## Exercise instructions
Pull out every line below that contains the string "roof". Case counts.

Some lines
============================================================
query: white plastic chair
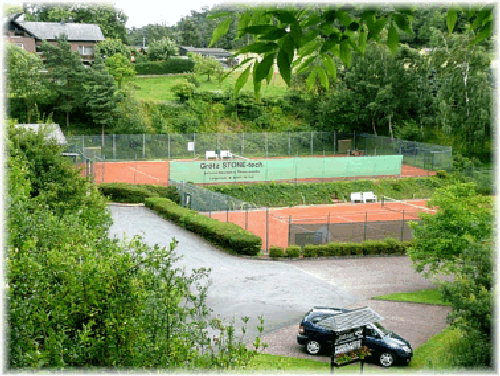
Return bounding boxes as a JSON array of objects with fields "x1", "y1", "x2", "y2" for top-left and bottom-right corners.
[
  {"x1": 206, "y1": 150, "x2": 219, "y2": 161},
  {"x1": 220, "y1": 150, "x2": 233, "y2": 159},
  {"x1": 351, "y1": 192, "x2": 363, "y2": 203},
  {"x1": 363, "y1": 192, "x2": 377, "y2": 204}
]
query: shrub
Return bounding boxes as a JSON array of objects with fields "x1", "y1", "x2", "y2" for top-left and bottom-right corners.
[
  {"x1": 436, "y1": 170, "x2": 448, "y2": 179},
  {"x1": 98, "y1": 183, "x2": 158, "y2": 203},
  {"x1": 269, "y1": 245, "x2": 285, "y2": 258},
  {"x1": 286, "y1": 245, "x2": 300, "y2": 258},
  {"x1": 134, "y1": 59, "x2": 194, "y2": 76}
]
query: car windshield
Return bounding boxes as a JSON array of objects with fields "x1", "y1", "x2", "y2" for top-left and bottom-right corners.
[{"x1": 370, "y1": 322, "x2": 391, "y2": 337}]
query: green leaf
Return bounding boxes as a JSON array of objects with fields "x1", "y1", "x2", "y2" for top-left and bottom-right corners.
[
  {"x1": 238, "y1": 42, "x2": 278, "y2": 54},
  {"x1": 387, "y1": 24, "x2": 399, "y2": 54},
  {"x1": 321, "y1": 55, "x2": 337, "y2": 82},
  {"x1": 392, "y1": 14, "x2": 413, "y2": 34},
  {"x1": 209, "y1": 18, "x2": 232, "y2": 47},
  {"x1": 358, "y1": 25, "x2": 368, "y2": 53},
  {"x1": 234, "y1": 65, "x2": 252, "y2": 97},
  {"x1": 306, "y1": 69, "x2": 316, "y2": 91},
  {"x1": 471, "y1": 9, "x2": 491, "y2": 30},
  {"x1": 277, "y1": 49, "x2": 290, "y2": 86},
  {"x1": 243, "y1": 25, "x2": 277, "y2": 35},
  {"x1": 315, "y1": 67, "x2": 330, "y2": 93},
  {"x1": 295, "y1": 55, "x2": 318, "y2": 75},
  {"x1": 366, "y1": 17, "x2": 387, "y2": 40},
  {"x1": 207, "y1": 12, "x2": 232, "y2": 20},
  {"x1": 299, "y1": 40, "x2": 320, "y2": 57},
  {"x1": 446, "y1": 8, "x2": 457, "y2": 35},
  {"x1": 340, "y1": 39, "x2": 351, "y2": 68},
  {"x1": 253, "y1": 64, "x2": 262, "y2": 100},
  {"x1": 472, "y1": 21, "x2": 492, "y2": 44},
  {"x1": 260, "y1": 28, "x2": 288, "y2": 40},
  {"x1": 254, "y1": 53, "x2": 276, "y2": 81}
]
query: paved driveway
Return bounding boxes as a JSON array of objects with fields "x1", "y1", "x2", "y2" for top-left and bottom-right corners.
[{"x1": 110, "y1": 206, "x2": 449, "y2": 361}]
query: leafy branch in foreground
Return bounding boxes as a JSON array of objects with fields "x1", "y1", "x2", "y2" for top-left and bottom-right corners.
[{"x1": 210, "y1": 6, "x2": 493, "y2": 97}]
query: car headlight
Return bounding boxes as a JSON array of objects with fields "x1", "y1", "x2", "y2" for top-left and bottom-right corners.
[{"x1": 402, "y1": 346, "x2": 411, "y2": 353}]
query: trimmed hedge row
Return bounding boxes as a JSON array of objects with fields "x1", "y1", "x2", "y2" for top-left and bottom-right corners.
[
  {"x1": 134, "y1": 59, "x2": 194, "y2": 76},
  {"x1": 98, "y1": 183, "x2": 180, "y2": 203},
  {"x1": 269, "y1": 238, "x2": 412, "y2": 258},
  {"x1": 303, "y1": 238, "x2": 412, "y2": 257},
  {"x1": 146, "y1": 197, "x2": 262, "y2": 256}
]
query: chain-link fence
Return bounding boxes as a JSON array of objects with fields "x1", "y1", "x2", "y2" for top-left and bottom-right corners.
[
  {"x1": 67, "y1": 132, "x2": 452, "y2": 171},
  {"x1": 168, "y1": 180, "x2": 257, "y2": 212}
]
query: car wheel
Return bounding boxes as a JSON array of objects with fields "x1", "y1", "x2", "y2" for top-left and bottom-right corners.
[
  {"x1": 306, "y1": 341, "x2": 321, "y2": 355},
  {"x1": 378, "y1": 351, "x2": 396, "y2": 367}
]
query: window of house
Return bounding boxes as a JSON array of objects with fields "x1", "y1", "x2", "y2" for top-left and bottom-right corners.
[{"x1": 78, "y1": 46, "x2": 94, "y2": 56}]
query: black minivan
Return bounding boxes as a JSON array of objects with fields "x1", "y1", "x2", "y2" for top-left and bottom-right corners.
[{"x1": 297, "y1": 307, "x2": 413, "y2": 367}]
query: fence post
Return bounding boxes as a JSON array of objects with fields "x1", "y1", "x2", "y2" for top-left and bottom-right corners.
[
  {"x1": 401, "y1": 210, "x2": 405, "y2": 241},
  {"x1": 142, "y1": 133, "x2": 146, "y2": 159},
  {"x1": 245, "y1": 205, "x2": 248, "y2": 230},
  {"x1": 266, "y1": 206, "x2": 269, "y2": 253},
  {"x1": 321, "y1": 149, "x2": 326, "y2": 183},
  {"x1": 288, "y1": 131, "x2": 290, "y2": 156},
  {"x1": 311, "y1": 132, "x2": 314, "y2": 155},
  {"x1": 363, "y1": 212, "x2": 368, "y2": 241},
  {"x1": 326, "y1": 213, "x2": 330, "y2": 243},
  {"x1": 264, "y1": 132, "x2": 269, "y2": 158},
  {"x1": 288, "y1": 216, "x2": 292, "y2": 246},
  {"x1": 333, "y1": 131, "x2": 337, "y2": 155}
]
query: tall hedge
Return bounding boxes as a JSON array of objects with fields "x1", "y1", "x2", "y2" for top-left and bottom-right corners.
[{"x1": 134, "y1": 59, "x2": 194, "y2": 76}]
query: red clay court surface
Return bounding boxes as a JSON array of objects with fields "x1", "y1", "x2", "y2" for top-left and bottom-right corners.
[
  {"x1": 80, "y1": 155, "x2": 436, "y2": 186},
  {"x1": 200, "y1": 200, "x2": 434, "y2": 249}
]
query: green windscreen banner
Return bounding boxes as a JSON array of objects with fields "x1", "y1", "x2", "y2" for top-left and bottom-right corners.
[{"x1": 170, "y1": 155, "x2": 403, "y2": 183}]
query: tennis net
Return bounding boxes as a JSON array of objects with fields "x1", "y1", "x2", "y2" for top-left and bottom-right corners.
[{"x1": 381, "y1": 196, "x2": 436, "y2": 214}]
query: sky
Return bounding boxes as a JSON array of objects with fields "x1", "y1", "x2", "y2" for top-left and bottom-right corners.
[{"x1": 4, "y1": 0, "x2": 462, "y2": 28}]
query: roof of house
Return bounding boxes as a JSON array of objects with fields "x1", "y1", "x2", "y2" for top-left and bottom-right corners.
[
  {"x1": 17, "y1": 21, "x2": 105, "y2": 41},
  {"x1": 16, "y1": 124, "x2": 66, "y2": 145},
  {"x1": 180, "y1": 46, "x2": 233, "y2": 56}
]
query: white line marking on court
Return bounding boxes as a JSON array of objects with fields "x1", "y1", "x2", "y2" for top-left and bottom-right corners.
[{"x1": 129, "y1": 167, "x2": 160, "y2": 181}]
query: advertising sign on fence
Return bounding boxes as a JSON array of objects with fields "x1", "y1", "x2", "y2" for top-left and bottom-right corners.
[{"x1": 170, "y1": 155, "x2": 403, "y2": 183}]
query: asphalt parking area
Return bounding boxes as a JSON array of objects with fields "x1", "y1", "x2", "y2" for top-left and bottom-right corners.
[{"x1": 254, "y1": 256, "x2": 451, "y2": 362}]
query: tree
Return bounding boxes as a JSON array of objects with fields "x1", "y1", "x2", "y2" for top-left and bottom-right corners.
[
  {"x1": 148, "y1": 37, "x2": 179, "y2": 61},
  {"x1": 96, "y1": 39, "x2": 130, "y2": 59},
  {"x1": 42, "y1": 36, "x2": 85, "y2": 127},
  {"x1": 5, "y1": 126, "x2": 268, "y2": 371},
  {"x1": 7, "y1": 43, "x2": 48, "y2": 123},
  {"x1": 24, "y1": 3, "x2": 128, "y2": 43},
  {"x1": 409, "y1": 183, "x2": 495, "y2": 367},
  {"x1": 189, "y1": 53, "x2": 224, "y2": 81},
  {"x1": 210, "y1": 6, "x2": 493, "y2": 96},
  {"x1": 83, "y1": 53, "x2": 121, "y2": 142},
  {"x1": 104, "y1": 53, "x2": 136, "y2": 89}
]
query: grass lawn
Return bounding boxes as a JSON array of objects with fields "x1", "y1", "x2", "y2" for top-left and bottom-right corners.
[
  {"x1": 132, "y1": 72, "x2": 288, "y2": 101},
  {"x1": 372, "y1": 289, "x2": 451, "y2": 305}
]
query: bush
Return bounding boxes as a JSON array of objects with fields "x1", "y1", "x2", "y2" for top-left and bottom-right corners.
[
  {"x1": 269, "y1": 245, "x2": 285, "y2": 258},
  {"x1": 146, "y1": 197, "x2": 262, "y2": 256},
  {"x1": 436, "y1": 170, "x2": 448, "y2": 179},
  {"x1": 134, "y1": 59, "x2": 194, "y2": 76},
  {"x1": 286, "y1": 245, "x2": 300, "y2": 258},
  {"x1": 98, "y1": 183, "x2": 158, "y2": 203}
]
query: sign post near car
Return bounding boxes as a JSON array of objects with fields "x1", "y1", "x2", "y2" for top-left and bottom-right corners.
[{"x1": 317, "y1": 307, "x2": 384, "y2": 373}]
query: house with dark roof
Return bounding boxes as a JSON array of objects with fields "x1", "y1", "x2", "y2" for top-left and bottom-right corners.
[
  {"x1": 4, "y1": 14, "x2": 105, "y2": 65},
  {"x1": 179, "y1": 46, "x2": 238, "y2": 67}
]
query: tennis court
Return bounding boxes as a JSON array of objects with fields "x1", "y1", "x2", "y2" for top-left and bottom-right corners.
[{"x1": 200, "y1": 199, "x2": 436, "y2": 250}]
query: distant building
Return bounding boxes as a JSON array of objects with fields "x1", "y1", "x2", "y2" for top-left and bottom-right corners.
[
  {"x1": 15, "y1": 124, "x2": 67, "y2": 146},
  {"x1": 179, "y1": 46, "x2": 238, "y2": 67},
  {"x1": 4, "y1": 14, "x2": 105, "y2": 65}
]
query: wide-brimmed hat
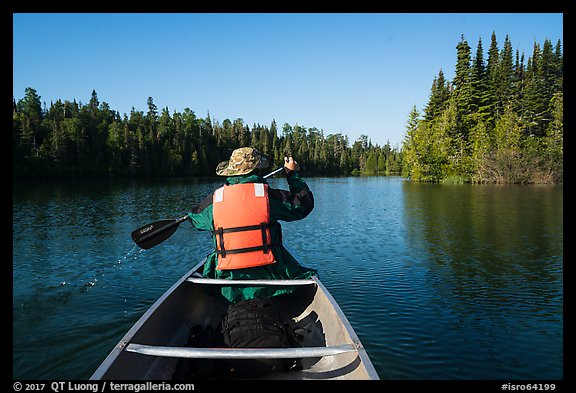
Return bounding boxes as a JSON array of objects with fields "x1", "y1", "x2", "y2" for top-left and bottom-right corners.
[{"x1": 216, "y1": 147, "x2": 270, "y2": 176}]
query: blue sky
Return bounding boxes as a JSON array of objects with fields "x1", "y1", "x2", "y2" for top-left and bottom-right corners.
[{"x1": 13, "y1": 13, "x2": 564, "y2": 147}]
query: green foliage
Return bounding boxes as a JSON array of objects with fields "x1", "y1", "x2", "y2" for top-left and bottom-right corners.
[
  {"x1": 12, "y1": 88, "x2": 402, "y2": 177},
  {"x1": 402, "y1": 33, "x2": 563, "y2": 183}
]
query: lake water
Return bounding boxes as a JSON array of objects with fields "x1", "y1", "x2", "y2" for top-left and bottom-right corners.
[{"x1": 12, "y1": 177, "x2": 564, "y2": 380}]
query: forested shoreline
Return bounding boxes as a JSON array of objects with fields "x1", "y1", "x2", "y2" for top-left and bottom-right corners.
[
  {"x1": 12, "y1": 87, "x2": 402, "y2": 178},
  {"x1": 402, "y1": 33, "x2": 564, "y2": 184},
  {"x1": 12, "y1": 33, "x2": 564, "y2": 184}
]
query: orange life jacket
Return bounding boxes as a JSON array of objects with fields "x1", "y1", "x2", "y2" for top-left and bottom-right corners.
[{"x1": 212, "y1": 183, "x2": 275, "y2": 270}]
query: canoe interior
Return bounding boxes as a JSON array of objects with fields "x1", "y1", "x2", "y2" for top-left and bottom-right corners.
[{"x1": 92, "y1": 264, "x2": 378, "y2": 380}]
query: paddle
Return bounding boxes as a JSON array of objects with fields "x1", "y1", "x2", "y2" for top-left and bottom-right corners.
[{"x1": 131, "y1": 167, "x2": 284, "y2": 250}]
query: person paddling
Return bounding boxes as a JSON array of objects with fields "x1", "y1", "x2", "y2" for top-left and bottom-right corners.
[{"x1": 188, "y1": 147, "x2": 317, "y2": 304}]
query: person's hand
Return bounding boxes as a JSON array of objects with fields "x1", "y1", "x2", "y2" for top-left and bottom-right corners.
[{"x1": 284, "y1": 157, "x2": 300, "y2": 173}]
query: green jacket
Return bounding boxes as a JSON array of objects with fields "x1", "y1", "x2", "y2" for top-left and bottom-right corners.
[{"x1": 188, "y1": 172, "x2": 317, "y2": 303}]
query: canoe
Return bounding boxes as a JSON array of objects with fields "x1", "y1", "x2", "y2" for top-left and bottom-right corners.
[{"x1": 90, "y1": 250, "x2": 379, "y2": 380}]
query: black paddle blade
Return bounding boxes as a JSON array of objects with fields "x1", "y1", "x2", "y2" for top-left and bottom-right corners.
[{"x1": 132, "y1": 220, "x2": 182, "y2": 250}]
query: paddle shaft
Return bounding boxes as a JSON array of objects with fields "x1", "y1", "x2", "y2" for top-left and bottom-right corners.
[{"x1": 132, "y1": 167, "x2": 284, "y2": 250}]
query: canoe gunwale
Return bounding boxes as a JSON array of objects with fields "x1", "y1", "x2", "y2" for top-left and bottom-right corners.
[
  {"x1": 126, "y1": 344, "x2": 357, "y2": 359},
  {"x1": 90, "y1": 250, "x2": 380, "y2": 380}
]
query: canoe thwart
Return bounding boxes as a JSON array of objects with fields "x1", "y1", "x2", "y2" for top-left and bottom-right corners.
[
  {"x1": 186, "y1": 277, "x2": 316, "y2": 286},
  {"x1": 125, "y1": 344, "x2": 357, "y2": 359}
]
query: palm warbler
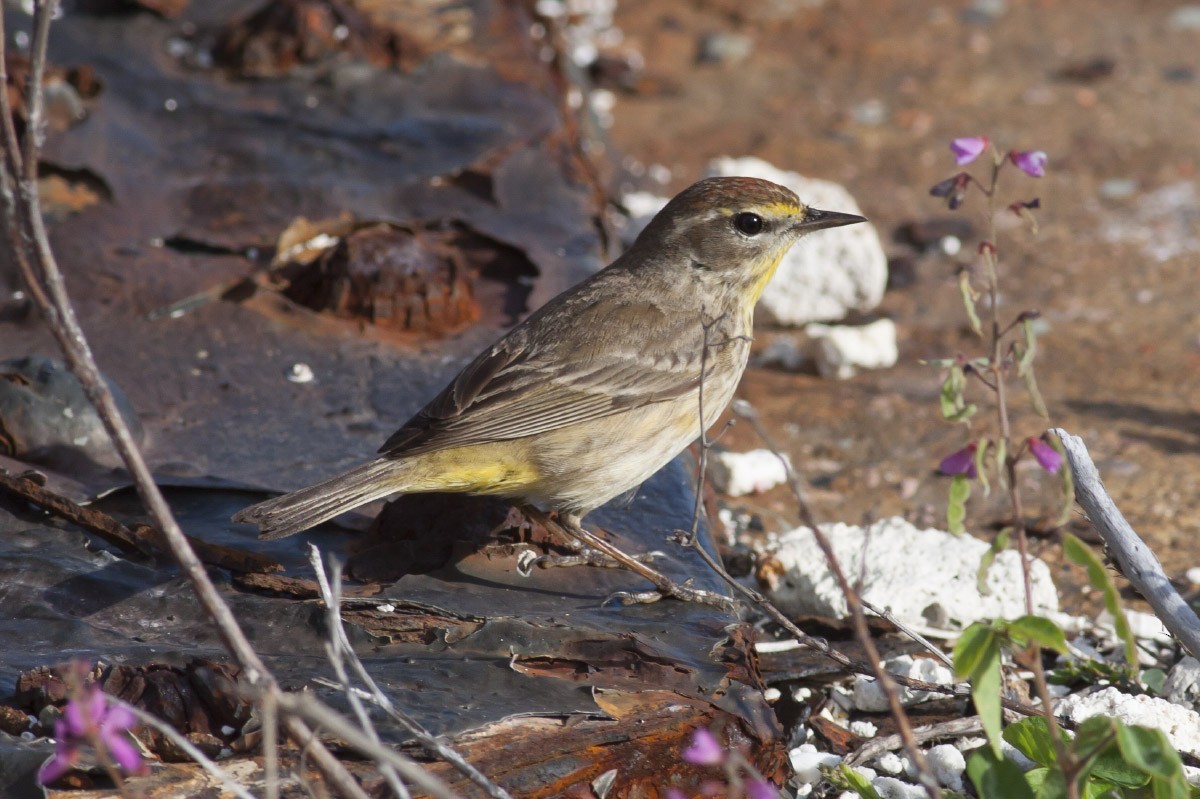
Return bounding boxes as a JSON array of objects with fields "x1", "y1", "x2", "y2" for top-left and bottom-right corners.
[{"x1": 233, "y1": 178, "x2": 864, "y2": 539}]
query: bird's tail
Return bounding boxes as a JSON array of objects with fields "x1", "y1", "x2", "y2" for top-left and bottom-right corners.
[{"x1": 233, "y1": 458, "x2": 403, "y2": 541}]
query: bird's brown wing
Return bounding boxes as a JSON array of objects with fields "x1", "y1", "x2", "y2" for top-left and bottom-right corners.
============================================================
## Finished answer
query: roof of house
query: house with dark roof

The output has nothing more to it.